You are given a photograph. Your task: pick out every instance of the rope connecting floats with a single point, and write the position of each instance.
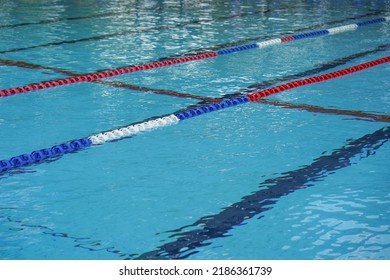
(168, 62)
(131, 130)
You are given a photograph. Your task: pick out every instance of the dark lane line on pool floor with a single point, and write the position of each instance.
(361, 115)
(87, 243)
(117, 84)
(184, 59)
(55, 20)
(271, 190)
(252, 88)
(157, 28)
(266, 37)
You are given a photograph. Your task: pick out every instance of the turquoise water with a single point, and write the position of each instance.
(143, 197)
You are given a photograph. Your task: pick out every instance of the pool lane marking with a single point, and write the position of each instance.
(116, 84)
(316, 79)
(80, 242)
(169, 62)
(323, 110)
(202, 50)
(134, 31)
(250, 89)
(218, 225)
(48, 21)
(134, 129)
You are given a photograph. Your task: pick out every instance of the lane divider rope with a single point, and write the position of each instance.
(168, 62)
(131, 130)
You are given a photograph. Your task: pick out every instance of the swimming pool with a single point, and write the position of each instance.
(301, 174)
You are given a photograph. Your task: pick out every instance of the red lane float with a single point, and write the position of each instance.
(104, 74)
(316, 79)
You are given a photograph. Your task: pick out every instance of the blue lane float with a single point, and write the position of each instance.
(44, 154)
(156, 64)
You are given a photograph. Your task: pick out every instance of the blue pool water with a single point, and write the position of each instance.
(256, 181)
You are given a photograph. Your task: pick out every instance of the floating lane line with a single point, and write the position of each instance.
(134, 129)
(316, 79)
(183, 59)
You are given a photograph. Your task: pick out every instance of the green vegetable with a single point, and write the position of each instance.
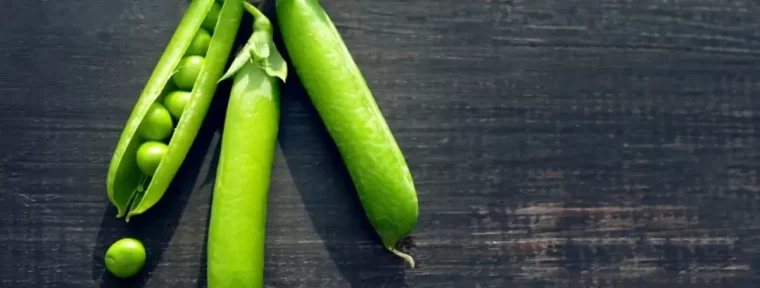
(188, 71)
(149, 155)
(209, 23)
(130, 189)
(237, 227)
(125, 258)
(200, 43)
(176, 102)
(157, 124)
(346, 105)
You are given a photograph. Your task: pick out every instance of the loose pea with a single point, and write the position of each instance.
(176, 101)
(149, 155)
(157, 124)
(212, 17)
(125, 258)
(200, 43)
(187, 72)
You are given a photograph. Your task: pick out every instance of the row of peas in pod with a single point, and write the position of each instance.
(158, 124)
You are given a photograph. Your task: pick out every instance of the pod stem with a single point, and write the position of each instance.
(403, 255)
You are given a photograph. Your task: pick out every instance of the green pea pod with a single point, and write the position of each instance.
(346, 105)
(239, 206)
(131, 191)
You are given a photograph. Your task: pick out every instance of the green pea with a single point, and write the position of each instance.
(130, 190)
(149, 155)
(157, 124)
(176, 102)
(212, 17)
(353, 119)
(187, 72)
(125, 258)
(237, 226)
(200, 43)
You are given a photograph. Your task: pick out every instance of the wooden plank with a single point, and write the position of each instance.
(554, 144)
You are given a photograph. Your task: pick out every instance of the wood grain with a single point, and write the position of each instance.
(554, 144)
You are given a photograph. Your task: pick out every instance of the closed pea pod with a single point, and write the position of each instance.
(346, 105)
(130, 189)
(236, 235)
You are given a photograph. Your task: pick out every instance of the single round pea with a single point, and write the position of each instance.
(125, 258)
(157, 124)
(200, 43)
(212, 17)
(187, 72)
(149, 155)
(176, 101)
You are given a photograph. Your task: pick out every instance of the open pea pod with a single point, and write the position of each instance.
(130, 188)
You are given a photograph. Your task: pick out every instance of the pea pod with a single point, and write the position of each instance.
(348, 109)
(237, 223)
(129, 189)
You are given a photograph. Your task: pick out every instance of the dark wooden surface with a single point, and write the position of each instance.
(554, 143)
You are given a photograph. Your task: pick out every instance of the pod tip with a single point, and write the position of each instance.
(404, 256)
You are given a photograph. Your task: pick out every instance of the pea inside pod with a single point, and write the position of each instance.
(146, 157)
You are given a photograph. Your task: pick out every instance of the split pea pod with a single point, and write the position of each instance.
(348, 109)
(236, 235)
(151, 147)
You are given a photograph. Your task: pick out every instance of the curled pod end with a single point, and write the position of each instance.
(407, 258)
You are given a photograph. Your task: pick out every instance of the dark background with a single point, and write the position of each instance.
(554, 143)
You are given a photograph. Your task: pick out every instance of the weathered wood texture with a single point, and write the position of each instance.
(555, 143)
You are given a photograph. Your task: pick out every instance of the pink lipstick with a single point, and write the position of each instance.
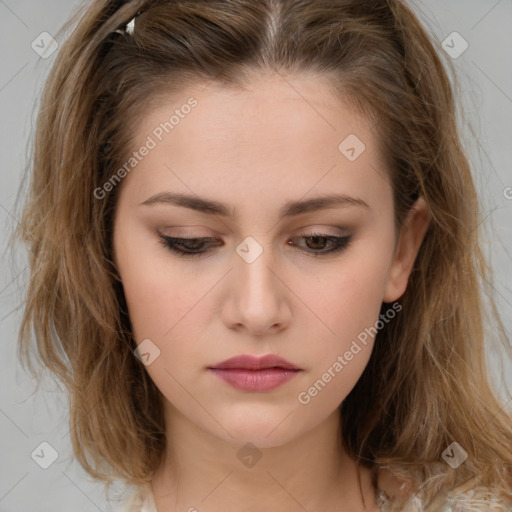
============
> [WHAT THE EXERCISE ASKS]
Reproduce the entries above without change, omitting all pictures.

> [ANSWER FOR THIS EXERCISE]
You are given a photograph. Your task: pick out every instance of the rope connecting floats with a single point, and write the position of each instance.
(168, 62)
(131, 130)
You are given a photograph. Your task: pick out every instance of the dark lane line on pool floor with a single point, and write the position of each instance.
(361, 115)
(87, 243)
(117, 84)
(184, 59)
(55, 20)
(271, 190)
(252, 88)
(157, 28)
(266, 37)
You are given a photograph. Your task: pick out every instance of the turquoise water with a single point, and write the position of each instance.
(143, 197)
You are given a photograph. Your task: pick out every instance of the pool lane marking with a single point, and write the position of each instance.
(116, 84)
(316, 79)
(80, 242)
(169, 62)
(323, 110)
(202, 50)
(134, 31)
(250, 89)
(218, 225)
(48, 21)
(134, 129)
You are given a photograph. Your task: pick out every instance of the lane divider rope with a single point, and write the position of each instance.
(168, 62)
(131, 130)
You are given a photograph. Your task: pick out every instance of the swimming pool with a single point, and write the position of each instance.
(301, 174)
You are given a photograph. Your task: pick out every instance of the red lane float with a single point, and write the position of each instance.
(104, 74)
(316, 79)
You are given a photograph. Your task: pick out every instance of the blue lane float with a single point, and write the position of each instance.
(44, 154)
(156, 64)
You are given a photograph. Your task: pick out every instance of the blue pool water with a single point, and write the position of each instance.
(256, 181)
You are given a photograph. Your task: pick out every instance of the floating lane line with a single point, and write the position of each instance.
(134, 129)
(316, 79)
(183, 59)
You are given a photograph. Your task: pick out every instance of the green vegetable with a single point, and write the position of each instance.
(188, 71)
(149, 155)
(209, 23)
(130, 189)
(237, 227)
(125, 258)
(200, 43)
(176, 102)
(157, 124)
(346, 105)
You are given a photograph. Your task: pick out every instance of the loose pea with a single point, and write the position of each instance.
(176, 101)
(149, 155)
(157, 124)
(212, 17)
(125, 258)
(200, 43)
(187, 72)
You are given a photograph. Your task: pick out every instance of the row of peas in pod with a single point, and write the position of each instance.
(158, 124)
You are given a photograph. Your task: pick out every instance of the pod stem with a single point, and write the position of each instance.
(403, 255)
You are given a photograph. Your task: pick out every instance of the green pea pod with a single point, and write the position of each instance.
(346, 105)
(239, 206)
(131, 191)
You are given a photograph. Your task: pick out every instance of the green pea with a single point, and write the position of each instance.
(130, 190)
(149, 155)
(157, 124)
(176, 102)
(212, 17)
(353, 119)
(187, 72)
(125, 258)
(237, 226)
(200, 43)
You are given a photograph. Your task: pick out every instance of the wooden plank with a single point, and write the position of each instance.
(554, 144)
You are given a photograph. Your task: pick out every instance of the wood grain with a single point, and write the position of each instance.
(554, 144)
You are given a photograph. Your task: pick out every instance of the closed pea pod with a single point, and write the position of each instance.
(346, 105)
(130, 189)
(236, 235)
You are given a photograph. Your task: pick out every instance of the single round pea with a single point, and write the position of each instance.
(125, 258)
(157, 124)
(200, 43)
(212, 17)
(187, 72)
(149, 155)
(176, 101)
You are given a photograph. Your task: pick out every instance of the open pea pod with a single point, and write the position of each instance.
(130, 188)
You are given a photograph. Your task: pick out every instance of the pea pod with a single point, and write the position of each instance.
(348, 109)
(237, 223)
(129, 189)
You are given a photograph. Your task: pick out every instance of the dark wooden surface with a single point, and write the position of each instance.
(554, 143)
You are given a photograph. Your task: pick out every instance of the pod tip with a single point, and write the position of each instance.
(404, 256)
You are given a photograph. Your task: pick out every instance of the pea inside pod with a single point, and write the position of each instance.
(146, 157)
You are given a photograph. Your task: pick out every instance of the split pea pod with a single point, and write the position of each instance.
(348, 109)
(236, 235)
(151, 147)
You are given a photograph. Your task: pick out every instance of the curled pod end with a single point, and write the position of each instance.
(407, 258)
You are given a photograph. Your task: pick out every instance of the dark background with a single point, and write the position of each instance.
(554, 143)
You are given a photograph. Your task: pick out every instance of the weathered wood texture with a single point, and write the position of each instance.
(555, 143)
You are given a photograph. Your task: pick out every instance of the pink lipstick with a single point, and write the position of each instance.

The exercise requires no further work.